* _BACAAN_:

|---|

Muhamad Ridlo - 05 Okt
2018, 04:01 WIB
Sulemi dan istri adalah sepasang orang tua yang bahagia. (Foto:
Liputan6.com/Muhamad Ridlo)
Purwokerto - Mendadak Sulemi (77) mengangkat kedua
kakinya ke meja. Mantan prajurit Cakrabirawa ini memperlihatkan kedua jempolnya yang
bengkok. Kukunya bergelombang dan tumbuh tak normal.
Cacat di jempol kaki dan bekas luka di sekujur tubuhnya
itu adalah kenangan yang didapatnya ketika meringkuk di tahanan, sebelum
Mahkamah Luar Biasa atau Mahmilub. Ia ditangkap, tepatnya menyerahkan diri,
lantaran dituduh terlibat G30S PKI.
Sepanjang waktu selama di tahanan, bekas anggota pasukan
elite pengawal presiden ini dipaksa mengaku PKI. Namun, ia bersikukuh
bahwa dia hanya menjalankan perintah komandan untuk menjemput Jenderal
Nasution.
"Saya prajurit hanya menjalankan perintah atasan. Dalam umur saya, tidak pernah terlibat politik. Kalau perwira menengah, mayor ke atas mungkin," ucapnya bercerita saat diinterogasi Provost.
Tiap jawaban itu meluncur dari mulutnya, ia sadar bakal
menghadapi siksaan. Pukulan, tendangan, dipukul popor bedil dan diseret adalah
derita yang mesti dirasakan tiap kali diinterogasi.
Bekas prajurit Cakrabirawa dengan pangkat sersan satu ini dipaksa
mengaku sebagai anggota PKI.
Tulang punggungnya patah. Belikatnya melesak remuk ke
dada akibat pukulan benda keras dan tendangan bertubi-tubi.

|---|

* _DATA TERCATAT_:
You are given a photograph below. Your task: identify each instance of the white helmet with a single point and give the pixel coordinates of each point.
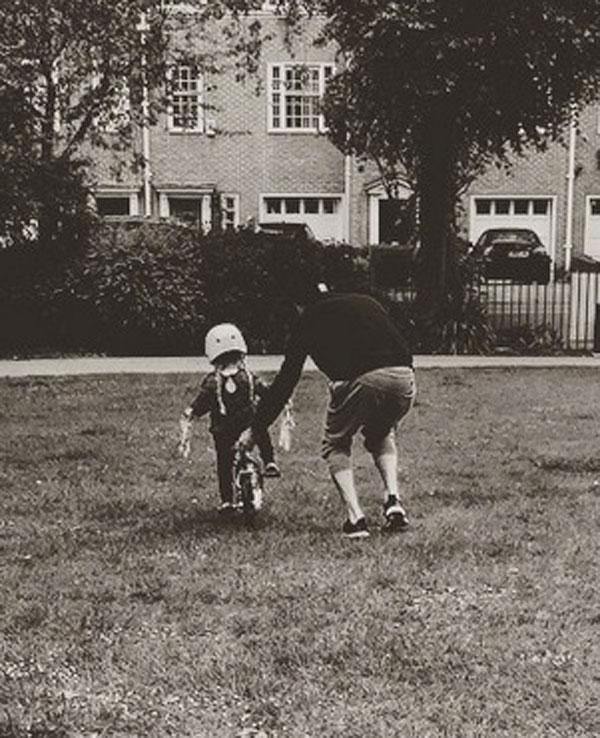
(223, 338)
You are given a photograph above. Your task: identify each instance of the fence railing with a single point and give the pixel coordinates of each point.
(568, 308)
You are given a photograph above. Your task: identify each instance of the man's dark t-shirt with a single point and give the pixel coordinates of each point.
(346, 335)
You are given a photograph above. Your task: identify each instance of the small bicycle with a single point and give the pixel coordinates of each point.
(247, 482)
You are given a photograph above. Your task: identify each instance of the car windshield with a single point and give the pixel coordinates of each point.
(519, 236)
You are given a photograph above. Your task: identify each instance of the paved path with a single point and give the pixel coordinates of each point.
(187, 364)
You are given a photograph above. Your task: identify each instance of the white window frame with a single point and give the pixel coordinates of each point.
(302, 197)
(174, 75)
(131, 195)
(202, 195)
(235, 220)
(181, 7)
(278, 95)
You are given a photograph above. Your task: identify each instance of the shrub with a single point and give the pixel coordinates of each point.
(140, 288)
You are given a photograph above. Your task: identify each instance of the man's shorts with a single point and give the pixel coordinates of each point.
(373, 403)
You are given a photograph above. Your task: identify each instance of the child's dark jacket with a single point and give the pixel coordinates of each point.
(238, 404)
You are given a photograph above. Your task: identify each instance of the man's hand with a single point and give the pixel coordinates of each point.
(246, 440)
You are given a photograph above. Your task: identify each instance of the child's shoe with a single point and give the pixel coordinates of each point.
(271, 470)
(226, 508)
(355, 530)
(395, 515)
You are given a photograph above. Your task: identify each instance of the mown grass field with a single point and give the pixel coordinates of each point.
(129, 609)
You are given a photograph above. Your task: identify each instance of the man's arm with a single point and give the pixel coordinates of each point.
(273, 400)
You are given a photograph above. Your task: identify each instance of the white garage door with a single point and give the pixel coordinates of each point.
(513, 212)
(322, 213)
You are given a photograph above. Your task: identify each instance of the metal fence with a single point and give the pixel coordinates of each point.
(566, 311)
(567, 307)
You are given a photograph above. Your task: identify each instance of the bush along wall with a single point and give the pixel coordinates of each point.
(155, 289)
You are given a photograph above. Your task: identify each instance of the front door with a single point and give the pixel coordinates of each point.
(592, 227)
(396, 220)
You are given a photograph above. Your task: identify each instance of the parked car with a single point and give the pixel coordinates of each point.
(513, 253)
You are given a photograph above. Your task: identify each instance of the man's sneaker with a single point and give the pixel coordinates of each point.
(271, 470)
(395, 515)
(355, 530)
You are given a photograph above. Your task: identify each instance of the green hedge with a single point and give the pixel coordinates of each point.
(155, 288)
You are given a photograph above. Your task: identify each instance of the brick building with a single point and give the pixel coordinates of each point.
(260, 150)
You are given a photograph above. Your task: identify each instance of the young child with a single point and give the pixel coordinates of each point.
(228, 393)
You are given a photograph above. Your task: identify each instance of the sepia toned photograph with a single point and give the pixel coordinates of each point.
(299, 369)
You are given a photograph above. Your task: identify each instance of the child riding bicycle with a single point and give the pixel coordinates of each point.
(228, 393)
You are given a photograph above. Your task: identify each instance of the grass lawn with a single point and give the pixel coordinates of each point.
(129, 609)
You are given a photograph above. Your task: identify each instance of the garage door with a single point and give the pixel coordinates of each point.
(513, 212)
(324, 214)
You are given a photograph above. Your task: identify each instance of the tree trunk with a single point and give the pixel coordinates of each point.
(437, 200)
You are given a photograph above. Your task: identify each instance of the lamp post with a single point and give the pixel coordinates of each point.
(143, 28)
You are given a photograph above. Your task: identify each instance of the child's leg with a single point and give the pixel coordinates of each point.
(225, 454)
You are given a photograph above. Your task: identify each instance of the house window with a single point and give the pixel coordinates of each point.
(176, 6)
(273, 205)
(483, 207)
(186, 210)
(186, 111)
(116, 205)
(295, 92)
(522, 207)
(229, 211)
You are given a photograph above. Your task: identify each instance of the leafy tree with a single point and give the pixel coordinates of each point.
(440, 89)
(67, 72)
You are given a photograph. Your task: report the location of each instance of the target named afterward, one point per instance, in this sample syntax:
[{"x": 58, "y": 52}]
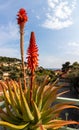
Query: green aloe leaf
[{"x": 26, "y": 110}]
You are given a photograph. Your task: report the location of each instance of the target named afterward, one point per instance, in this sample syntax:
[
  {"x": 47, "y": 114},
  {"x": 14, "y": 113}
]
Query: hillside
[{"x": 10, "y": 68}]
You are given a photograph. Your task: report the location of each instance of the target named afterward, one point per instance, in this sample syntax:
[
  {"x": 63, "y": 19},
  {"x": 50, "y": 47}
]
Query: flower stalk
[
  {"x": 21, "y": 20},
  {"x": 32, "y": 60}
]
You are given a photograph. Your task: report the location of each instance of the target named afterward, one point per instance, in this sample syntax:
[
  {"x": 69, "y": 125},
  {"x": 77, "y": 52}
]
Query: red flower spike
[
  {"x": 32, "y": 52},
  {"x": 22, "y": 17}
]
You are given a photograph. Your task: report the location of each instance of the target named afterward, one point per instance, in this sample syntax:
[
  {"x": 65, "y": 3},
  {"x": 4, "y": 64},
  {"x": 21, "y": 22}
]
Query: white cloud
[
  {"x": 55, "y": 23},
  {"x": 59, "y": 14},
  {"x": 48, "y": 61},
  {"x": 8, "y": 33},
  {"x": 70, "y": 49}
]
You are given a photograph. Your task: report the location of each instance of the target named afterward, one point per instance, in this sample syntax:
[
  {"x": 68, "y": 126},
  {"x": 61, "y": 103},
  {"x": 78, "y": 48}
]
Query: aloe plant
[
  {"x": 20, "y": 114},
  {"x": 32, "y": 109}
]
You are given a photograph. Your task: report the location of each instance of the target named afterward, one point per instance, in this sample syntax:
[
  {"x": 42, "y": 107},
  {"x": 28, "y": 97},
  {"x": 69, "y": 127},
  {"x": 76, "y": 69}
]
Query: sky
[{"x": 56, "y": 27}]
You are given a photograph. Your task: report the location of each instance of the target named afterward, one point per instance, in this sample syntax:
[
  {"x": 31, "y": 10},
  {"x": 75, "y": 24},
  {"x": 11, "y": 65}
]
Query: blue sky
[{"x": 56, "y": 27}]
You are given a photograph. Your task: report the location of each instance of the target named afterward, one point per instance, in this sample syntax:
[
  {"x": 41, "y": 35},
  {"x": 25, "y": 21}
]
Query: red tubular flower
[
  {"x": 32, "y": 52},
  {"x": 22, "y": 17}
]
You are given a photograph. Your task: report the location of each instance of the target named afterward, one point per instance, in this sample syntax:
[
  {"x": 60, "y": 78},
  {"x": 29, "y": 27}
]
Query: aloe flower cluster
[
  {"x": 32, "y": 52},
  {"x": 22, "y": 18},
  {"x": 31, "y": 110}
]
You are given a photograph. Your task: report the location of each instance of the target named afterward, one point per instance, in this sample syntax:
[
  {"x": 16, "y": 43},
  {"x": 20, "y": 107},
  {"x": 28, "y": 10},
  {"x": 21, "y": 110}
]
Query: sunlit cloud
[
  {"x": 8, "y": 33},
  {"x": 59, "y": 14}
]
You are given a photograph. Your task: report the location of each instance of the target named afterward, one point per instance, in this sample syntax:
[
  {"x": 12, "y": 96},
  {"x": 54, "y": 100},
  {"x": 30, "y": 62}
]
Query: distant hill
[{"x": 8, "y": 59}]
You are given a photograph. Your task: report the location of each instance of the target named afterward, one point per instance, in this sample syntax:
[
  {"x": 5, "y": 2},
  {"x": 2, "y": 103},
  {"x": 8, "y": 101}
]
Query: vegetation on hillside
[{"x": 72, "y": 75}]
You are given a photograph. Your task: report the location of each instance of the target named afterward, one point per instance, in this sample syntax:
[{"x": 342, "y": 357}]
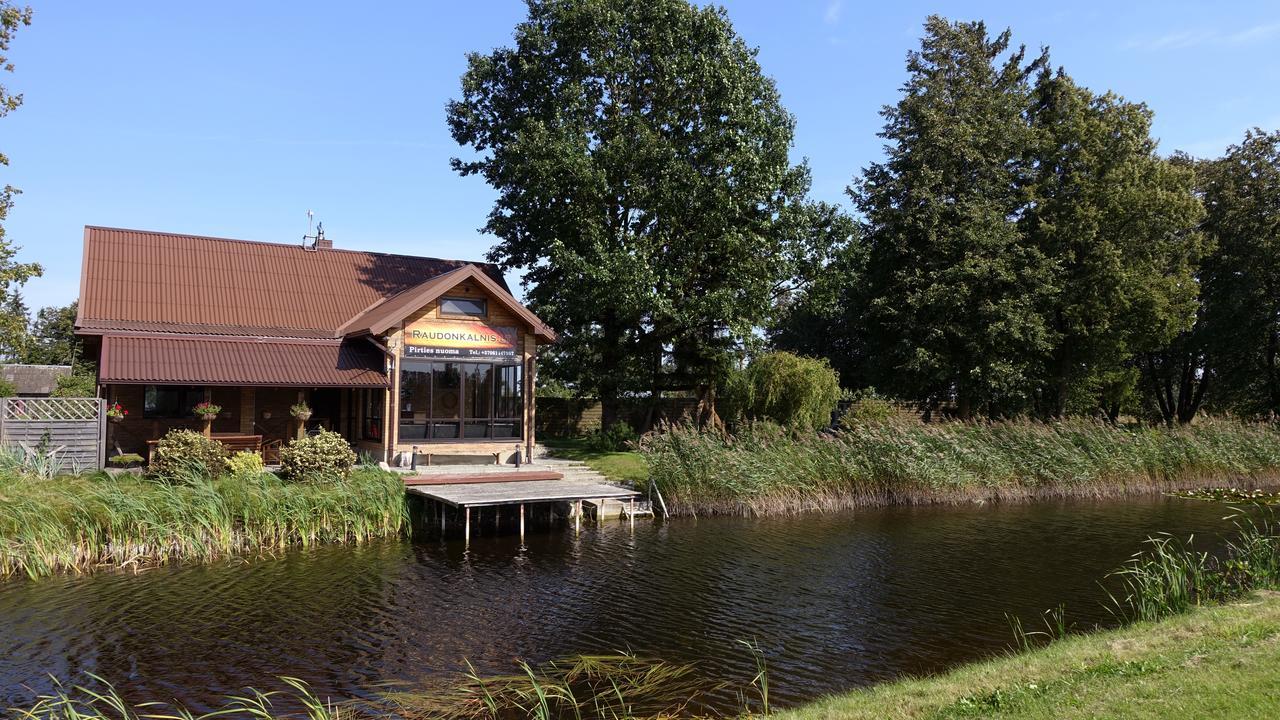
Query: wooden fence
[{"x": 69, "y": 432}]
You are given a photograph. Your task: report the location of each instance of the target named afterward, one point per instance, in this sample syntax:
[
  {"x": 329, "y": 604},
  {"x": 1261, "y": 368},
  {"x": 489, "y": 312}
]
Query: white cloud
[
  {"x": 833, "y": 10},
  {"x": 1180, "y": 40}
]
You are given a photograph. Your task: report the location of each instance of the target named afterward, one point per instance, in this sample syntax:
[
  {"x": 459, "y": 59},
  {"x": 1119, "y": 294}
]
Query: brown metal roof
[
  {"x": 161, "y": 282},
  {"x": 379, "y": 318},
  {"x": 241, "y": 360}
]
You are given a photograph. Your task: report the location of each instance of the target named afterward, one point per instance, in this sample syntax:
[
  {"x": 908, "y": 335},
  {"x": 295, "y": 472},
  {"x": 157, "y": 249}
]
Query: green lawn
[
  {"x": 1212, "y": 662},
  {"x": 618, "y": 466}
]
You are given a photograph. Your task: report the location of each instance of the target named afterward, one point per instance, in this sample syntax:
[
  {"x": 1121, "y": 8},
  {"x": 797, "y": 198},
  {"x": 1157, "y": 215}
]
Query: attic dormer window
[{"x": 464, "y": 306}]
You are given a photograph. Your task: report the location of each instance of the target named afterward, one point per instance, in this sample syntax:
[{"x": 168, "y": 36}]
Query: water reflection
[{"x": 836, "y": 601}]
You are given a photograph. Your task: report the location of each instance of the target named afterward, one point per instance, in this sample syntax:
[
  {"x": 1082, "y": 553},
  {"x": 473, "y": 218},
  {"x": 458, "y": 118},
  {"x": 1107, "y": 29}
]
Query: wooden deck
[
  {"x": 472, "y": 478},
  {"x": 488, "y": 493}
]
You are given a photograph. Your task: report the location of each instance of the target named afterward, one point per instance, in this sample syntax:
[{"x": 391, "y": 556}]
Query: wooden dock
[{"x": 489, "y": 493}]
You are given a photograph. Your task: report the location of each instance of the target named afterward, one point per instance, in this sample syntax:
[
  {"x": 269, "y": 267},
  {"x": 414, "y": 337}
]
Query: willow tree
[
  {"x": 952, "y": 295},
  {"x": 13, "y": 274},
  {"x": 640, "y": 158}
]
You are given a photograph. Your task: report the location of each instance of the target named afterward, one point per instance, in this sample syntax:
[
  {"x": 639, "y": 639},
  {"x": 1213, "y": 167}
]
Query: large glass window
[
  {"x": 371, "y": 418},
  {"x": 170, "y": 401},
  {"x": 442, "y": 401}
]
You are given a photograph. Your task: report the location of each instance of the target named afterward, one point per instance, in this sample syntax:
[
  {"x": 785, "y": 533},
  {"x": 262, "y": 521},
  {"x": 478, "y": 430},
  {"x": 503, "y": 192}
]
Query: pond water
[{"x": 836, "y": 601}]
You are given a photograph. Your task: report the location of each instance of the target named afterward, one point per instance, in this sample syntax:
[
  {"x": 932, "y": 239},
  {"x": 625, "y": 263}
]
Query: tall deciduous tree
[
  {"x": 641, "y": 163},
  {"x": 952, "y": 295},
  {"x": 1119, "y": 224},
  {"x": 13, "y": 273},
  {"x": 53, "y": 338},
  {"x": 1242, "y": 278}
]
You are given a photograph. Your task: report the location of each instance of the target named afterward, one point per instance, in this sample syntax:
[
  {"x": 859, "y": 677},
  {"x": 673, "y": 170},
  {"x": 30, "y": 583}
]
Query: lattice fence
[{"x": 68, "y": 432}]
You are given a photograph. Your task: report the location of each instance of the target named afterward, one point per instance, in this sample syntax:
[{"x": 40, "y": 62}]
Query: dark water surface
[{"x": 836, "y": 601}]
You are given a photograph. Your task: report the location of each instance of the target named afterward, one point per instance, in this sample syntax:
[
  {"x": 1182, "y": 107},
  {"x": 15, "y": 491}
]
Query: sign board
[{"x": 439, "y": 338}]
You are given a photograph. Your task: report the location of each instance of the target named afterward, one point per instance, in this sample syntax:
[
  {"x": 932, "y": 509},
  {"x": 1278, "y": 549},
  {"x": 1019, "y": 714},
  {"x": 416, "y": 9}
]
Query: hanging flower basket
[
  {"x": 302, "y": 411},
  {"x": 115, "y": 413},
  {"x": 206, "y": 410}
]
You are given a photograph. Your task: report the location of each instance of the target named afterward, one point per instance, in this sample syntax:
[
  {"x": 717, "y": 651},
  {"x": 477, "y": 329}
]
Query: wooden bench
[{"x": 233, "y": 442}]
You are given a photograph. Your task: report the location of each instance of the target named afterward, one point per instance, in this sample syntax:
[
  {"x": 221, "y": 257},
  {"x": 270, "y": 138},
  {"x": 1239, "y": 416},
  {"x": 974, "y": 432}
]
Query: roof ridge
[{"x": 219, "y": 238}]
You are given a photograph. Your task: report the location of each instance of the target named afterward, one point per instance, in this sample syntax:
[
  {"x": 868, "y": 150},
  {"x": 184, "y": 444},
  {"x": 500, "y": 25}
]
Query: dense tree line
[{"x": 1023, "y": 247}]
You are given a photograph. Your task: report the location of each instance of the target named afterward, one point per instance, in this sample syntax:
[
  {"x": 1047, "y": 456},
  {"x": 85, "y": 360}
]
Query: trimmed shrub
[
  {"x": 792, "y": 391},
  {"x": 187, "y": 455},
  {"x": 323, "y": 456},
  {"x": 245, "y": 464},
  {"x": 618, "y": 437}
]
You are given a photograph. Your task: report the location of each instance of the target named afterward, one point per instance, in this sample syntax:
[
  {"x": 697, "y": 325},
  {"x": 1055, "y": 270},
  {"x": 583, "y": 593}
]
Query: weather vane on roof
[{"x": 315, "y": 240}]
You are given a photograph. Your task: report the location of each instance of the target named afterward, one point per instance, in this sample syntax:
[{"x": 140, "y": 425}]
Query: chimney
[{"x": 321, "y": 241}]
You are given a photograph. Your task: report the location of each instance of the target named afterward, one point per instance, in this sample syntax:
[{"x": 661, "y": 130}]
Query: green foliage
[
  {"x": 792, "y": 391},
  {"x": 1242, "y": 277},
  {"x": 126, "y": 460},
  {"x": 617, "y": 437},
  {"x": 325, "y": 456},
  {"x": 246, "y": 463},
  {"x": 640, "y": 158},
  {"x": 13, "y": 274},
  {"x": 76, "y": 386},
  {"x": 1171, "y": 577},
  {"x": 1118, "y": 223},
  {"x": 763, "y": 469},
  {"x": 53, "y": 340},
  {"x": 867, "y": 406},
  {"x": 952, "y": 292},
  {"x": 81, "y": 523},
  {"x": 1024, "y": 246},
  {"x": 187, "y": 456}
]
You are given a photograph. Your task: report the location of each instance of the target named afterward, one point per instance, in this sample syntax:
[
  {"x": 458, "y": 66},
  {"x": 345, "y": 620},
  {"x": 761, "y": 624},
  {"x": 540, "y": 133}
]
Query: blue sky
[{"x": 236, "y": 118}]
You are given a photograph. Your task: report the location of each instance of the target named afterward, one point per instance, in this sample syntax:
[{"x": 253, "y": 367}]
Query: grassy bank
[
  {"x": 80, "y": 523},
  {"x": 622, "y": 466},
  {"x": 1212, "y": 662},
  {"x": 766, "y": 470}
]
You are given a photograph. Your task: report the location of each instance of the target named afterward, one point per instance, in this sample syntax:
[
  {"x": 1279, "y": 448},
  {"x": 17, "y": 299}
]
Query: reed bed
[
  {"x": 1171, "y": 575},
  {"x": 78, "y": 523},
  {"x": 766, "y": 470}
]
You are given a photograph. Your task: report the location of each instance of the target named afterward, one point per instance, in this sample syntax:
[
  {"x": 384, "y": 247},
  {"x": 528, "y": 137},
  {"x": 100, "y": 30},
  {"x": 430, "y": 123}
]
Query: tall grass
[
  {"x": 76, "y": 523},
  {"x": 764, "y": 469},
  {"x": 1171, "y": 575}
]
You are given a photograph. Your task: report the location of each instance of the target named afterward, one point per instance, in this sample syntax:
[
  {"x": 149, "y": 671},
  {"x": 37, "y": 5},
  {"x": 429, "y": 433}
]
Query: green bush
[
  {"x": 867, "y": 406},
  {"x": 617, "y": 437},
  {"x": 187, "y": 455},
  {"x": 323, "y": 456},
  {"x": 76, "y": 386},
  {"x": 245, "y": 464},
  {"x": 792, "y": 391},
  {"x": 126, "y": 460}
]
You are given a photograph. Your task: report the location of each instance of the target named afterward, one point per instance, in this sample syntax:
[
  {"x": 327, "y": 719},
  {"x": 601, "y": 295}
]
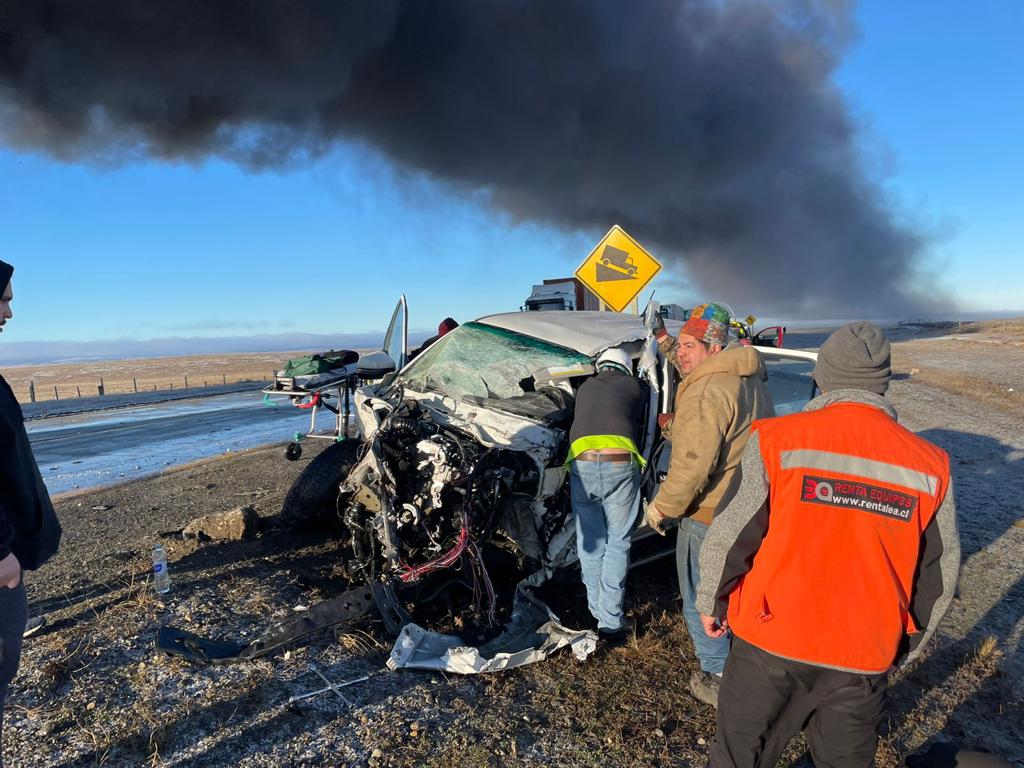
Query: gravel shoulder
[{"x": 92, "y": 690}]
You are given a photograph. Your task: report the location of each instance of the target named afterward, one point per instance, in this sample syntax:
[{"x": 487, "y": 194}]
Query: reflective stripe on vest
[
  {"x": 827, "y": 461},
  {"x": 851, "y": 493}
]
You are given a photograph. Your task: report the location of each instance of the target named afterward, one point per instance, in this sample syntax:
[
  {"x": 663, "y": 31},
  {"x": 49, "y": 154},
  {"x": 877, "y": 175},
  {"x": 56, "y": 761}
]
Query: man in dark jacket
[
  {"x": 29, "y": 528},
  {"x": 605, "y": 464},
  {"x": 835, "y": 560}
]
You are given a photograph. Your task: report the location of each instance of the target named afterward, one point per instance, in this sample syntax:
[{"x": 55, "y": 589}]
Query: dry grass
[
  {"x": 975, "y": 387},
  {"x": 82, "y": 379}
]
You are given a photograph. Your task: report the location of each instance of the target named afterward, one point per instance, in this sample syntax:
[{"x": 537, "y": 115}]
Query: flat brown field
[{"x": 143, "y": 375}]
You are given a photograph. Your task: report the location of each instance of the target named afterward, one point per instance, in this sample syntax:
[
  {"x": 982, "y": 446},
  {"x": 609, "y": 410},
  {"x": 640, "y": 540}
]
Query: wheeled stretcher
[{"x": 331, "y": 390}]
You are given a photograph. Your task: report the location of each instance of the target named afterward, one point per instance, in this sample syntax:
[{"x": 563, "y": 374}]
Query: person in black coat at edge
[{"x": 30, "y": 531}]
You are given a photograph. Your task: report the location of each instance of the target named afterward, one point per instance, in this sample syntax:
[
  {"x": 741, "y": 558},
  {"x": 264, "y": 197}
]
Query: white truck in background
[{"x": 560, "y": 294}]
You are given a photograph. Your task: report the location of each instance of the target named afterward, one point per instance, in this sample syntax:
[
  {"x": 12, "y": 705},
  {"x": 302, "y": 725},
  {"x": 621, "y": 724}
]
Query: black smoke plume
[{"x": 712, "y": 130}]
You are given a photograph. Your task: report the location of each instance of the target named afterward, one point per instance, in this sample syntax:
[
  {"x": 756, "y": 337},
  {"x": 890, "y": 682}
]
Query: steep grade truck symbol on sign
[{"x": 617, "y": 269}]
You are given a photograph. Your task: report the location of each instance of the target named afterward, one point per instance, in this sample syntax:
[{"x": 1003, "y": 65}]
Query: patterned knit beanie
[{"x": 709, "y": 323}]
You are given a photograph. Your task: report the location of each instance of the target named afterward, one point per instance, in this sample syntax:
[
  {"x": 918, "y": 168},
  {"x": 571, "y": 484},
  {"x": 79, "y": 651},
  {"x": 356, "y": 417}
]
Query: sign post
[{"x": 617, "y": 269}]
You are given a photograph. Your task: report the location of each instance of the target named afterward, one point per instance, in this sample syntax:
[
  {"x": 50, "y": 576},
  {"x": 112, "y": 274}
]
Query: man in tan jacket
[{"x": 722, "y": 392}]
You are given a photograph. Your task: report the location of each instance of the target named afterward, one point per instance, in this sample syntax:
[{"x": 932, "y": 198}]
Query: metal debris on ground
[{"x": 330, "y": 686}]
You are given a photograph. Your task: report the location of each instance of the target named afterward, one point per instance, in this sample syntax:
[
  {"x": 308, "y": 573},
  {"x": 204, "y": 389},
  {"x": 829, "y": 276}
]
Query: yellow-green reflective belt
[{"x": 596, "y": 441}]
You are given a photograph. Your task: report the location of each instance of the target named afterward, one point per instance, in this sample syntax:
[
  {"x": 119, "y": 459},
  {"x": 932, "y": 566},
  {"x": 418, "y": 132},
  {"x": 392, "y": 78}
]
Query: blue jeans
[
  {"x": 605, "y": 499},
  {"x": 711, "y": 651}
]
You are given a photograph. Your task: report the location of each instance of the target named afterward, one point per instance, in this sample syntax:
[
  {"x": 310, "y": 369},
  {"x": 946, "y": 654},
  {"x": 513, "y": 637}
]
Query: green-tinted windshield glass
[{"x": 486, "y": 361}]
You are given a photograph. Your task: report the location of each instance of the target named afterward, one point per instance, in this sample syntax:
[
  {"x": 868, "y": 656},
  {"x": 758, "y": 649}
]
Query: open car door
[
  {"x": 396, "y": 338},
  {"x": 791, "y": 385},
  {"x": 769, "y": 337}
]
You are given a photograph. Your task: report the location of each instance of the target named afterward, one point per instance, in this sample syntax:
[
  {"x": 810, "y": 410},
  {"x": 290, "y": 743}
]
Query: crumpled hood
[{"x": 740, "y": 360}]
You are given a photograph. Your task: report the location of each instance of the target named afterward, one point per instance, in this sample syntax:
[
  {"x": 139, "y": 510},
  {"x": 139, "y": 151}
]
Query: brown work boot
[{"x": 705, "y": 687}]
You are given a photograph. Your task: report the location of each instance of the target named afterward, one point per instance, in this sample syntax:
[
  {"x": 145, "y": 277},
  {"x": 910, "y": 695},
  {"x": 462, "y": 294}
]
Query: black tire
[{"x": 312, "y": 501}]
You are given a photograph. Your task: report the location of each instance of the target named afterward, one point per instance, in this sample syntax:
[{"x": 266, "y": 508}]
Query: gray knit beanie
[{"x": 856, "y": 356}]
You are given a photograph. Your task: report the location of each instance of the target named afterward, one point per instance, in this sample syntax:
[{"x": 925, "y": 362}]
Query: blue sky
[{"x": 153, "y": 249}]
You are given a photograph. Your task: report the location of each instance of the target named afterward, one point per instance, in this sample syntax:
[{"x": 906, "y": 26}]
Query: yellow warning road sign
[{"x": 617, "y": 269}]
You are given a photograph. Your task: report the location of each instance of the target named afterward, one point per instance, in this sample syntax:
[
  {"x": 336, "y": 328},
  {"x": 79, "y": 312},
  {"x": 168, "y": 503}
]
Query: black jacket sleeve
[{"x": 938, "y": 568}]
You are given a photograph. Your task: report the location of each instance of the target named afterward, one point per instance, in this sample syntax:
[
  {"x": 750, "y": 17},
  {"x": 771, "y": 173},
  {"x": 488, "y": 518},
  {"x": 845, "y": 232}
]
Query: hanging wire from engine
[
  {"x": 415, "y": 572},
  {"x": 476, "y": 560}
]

|---|

Salin bagian bacaan tentang Sulemi dari "Muhamad Ridlo - 05" sampai "tumbuh tak normal.".

* _PENYELESAIAN LATIHAN_:
Muhamad Ridlo - 05 Okt
2018, 04:01 WIB
Sulemi dan istri adalah sepasang orang tua yang bahagia. (Foto:
Liputan6.com/Muhamad Ridlo)
Purwokerto - Mendadak Sulemi (77) mengangkat kedua
kakinya ke meja. Mantan prajurit Cakrabirawa ini memperlihatkan kedua jempolnya yang
bengkok. Kukunya bergelombang dan tumbuh tak normal.